* _TEXTO_
---*---

5 de marzo de 2026 20:07

El diputado nacional Juan Pablo Luque, integrante de la Comisión de Recursos Naturales y Conservación del Ambiente, valoró la decisión de la oposición de impulsar audiencias públicas para debatir la modificación de la Ley de Glaciares y evitar un tratamiento acelerado del proyecto.

El legislador destacó el rol de los diputados de Unión por la Patria en la comisión para “frenar el tratamiento exprés con el que venía empujando el gobierno estas leyes durante el período de sesiones extraordinarias”.

Luque recordó que la iniciativa que modifica la Ley de Glaciares “llega con media sanción del Senado con un debate casi nulo”, pero señaló que con el inicio del período de sesiones ordinarias se logró garantizar la realización de audiencias públicas, tal como establece el Acuerdo de Escazú. Según indicó, ese procedimiento no fue respetado durante el tratamiento en la Cámara Alta.Para el diputado, la normativa vigente “pone límites a la megaminería y protege nuestras reservas de agua”, un recurso que consideró especialmente sensible en la región, donde ya se perciben los efectos del cambio climático en la cuenca.

En ese marco, el plenario de comisiones resolvió convocar audiencias públicas para los días 25 y 26 de marzo. Serán abiertas, inclusivas y federales, con participación tanto presencial como remota, y quienes deseen intervenir podrán inscribirse hasta 24 horas antes de cada jornada.

---*---

* _Registros almacenados_

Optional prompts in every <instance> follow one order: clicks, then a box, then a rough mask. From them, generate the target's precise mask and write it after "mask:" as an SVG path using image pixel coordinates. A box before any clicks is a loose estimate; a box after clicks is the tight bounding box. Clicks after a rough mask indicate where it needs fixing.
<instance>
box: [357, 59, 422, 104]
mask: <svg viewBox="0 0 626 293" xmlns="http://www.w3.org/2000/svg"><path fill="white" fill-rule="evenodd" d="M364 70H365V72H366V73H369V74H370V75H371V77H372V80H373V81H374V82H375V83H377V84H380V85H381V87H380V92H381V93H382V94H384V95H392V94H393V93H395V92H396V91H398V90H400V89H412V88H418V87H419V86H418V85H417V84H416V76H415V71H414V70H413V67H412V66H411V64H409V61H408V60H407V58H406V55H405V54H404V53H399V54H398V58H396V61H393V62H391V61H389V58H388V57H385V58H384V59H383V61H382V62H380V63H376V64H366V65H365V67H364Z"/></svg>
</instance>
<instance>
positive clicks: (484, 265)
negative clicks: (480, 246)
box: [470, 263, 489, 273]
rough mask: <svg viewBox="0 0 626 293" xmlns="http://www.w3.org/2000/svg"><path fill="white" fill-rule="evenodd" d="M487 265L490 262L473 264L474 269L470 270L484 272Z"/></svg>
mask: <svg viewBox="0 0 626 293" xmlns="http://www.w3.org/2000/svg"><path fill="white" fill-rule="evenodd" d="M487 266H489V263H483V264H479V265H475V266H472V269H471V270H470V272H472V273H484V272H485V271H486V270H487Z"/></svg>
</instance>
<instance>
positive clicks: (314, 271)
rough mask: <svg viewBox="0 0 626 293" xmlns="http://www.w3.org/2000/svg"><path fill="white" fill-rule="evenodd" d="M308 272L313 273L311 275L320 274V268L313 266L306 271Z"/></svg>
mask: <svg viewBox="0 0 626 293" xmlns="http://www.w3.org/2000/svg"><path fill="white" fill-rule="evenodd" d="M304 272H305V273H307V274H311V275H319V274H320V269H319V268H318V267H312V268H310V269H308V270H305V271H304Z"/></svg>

---*---

* _TAREA 1_
¿En qué días se realizarán las audiencias públicas convocadas por el plenario de comisiones, según la nota sobre la Ley de Glaciares?
* _TAREA 2_
Prolonga la nota sobre la modificación de la Ley de Glaciares a partir de su último párrafo.

* _RESULTADO 1_
El 25 y el 26 de marzo.

* _RESULTADO 2_
Luque sostuvo además que la propuesta de modificación “disfrazada de falso federalismo cambia el eje científico del análisis de los recursos hídricos”, lo que consideró un riesgo para las cuencas de ríos que nacen en otras provincias y que abastecen a Chubut.“La ley actual prioriza la evaluación científica para proteger el recurso por sobre los intereses que puedan existir, incluso los del propio gobernador. Hoy, si quisieran habilitar la megaminería en la cordillera en la zona periglacial que abastece la cuenca del Senguer, que provee el agua a Comodoro Rivadavia, no podrían hacerlo. Si avanza esta modificación, la desprotección es total”, afirmó.

Finalmente, remarcó que “Chubut es una provincia mayormente árida que depende de una administración muy cuidadosa del agua” y advirtió que el proyecto afectaría el principio de no regresión establecido en el Acuerdo de Escazú, que impide retroceder en los niveles de protección ambiental.

“Tenemos una posición clara y es importante que la ciudadanía conozca las intenciones del gobierno sobre un tema que es clave para la vida. Sin agua no hay desarrollo ni futuro posible y no vamos a poner en riesgo este recurso para quienes habitamos la provincia, la región y el país”, concluyó.